ARBEITSAUFTRAG 1 | Welche Zeilen weiter unten enthalten die Zeichenfolge „conditioner“? Suche jede davon heraus und gib sie vollständig wieder.

ZITIERTER TEXT |
# # # # #
LI 69, Sommer 2005
Portugal - Die Angst zu Existieren
Elementardaten
Genre: Briefe und Kommentare, Gespräch / Interview
Übersetzung: Aus dem Portugiesischen von Curt Mayer-Clason
Textauszug
RODRIGUES DA SILVA: Was veranlaßt einen Philosophen, ein Buch zu schreiben mit dem Titel Portugal heute. Die Angst zu existieren?
JOSÉ GIL: Das war keine Laune. Das Denken nährt sich nicht nur vom Denken. Es besitzt affektive Wurzeln, gebietbedingte, geschichtliche, in der Gemeinschaft verwurzelte.
Das Buch beginnt mit dem Zitat eines Satzes, mit dem ein Sprecher des Radio Televisão Portugues häufig endet: „Das ist das Leben.“ Trägt das für das Fernsehen charakteristische fließende Kontinuum der Bilder, sein Mangel an Dichte und das Zapping nicht dazu bei, daß in Portugal nichts geschieht in dem Sinne, daß nichts sich umformt, weil alles sich auflöst?
Es trägt dazu bei. Für eindrücklicher halte ich aber, daß die Initiativen der Menschen keine Wirkung zeitigen. Das nenne ich eine Nichteinschreibung, eine Phasenverschiebung zwischen dem, was wir denken, dem, was wir fühlen und der eigentlichen Wirklichkeit. Natürlich besitzt das Fernsehen enorme Verantwortung, weil es den bisherigen Kommunikationsraum der Menschen ersetzt hat. Das ist in allen Ländern geschehen, aber in Portugal wog es vielleicht schwerer, weil der vom Salazarismus zerstörte öffentliche Raum nicht neu erschaffen oder gewebt wurde.
# # # # #
ARBEITSAUFTRAG 2 | Zitiere den Interviewauszug über Portugal oben vollständig und wortgetreu.
# # # # #
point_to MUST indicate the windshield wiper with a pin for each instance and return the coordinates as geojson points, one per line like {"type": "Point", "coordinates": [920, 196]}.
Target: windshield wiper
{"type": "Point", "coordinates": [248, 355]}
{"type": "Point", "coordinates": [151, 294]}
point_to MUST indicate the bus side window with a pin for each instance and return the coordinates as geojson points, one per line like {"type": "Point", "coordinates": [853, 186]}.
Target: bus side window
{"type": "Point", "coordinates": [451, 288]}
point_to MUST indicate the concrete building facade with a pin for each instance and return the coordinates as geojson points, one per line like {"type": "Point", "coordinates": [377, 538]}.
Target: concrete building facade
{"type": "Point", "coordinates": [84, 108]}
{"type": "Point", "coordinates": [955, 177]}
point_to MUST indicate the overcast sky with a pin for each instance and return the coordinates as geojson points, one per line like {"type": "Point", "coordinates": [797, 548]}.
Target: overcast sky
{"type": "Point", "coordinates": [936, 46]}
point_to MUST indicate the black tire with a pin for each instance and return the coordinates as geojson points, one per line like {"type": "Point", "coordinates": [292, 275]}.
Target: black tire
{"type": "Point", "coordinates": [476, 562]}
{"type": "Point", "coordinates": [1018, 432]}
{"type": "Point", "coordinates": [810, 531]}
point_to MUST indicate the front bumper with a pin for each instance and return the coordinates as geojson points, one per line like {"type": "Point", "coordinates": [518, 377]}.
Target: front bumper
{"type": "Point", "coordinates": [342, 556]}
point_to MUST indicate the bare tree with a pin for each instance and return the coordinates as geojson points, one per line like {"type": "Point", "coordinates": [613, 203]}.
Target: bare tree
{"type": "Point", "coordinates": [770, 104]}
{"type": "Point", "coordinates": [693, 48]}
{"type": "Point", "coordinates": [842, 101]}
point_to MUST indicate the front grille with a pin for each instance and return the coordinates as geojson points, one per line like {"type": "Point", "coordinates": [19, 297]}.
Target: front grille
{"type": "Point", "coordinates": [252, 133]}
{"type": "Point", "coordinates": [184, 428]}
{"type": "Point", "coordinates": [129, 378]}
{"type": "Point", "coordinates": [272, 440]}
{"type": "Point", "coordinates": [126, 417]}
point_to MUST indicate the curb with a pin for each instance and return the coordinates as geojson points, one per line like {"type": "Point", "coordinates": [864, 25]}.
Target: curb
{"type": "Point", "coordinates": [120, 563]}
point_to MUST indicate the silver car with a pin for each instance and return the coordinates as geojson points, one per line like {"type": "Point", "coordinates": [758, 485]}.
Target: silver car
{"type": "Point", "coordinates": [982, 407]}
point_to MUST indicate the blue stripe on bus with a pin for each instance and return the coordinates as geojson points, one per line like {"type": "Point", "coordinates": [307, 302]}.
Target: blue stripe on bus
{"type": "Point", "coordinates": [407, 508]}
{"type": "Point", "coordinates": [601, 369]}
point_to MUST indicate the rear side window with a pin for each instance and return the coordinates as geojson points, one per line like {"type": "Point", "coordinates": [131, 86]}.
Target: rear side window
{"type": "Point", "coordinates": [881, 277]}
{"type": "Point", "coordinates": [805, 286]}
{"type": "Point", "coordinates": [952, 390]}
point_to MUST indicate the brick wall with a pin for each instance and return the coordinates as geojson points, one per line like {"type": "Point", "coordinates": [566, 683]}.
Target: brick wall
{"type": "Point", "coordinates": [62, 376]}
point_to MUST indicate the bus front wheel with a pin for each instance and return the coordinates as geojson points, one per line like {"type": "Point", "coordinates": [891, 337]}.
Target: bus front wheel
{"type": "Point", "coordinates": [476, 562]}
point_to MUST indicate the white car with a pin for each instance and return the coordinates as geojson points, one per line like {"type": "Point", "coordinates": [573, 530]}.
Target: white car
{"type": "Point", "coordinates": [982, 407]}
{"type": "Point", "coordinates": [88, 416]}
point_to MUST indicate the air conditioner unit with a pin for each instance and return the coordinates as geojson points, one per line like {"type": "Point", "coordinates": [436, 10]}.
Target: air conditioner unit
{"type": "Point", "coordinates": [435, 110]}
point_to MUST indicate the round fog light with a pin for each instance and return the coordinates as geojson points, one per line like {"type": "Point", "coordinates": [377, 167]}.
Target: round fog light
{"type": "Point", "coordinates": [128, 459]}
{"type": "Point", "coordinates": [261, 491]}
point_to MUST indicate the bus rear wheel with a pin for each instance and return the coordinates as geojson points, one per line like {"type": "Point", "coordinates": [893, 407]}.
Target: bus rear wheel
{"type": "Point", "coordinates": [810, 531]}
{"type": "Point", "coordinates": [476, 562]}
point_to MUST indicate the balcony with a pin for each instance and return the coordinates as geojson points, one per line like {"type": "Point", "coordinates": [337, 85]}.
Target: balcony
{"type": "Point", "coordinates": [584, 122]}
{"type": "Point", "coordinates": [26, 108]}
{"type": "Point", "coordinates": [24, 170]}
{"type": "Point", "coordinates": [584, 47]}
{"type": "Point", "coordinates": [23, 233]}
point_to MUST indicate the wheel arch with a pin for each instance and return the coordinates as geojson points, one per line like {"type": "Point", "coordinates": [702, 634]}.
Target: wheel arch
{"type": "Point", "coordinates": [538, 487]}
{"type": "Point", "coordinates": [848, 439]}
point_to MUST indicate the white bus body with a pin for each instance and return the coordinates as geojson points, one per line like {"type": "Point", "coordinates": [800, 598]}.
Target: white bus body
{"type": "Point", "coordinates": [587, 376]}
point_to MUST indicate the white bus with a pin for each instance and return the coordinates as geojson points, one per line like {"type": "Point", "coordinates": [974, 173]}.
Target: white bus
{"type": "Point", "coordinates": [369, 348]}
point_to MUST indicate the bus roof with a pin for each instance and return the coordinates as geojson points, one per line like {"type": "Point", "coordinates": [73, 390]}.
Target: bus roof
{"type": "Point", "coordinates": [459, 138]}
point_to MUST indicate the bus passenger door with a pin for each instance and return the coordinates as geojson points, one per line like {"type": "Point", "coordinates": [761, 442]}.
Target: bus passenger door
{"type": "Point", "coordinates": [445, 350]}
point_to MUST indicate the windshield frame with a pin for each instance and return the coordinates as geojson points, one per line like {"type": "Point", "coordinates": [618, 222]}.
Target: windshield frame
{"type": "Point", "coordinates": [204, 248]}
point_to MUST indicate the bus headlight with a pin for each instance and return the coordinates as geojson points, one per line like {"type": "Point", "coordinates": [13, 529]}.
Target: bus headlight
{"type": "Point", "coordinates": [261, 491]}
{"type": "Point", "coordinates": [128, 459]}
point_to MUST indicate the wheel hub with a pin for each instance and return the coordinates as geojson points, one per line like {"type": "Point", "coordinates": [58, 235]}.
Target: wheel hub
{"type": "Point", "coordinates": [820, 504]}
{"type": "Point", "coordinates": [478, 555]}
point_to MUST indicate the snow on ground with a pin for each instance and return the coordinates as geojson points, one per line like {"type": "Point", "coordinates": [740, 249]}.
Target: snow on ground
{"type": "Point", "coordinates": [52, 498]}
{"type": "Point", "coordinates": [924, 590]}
# # # # #
ANTWORT ZUR AUFGABE 1 |
point_to MUST indicate the air conditioner unit with a pin for each instance and return the coordinates as geojson points, one per line like {"type": "Point", "coordinates": [436, 10]}.
Target: air conditioner unit

ANTWORT ZUR AUFGABE 2 |
LI 69, Sommer 2005
Portugal - Die Angst zu Existieren
Elementardaten
Genre: Briefe und Kommentare, Gespräch / Interview
Übersetzung: Aus dem Portugiesischen von Curt Mayer-Clason
Textauszug
RODRIGUES DA SILVA: Was veranlaßt einen Philosophen, ein Buch zu schreiben mit dem Titel Portugal heute. Die Angst zu existieren?
JOSÉ GIL: Das war keine Laune. Das Denken nährt sich nicht nur vom Denken. Es besitzt affektive Wurzeln, gebietbedingte, geschichtliche, in der Gemeinschaft verwurzelte.
Das Buch beginnt mit dem Zitat eines Satzes, mit dem ein Sprecher des Radio Televisão Portugues häufig endet: „Das ist das Leben.“ Trägt das für das Fernsehen charakteristische fließende Kontinuum der Bilder, sein Mangel an Dichte und das Zapping nicht dazu bei, daß in Portugal nichts geschieht in dem Sinne, daß nichts sich umformt, weil alles sich auflöst?
Es trägt dazu bei. Für eindrücklicher halte ich aber, daß die Initiativen der Menschen keine Wirkung zeitigen. Das nenne ich eine Nichteinschreibung, eine Phasenverschiebung zwischen dem, was wir denken, dem, was wir fühlen und der eigentlichen Wirklichkeit. Natürlich besitzt das Fernsehen enorme Verantwortung, weil es den bisherigen Kommunikationsraum der Menschen ersetzt hat. Das ist in allen Ländern geschehen, aber in Portugal wog es vielleicht schwerer, weil der vom Salazarismus zerstörte öffentliche Raum nicht neu erschaffen oder gewebt wurde.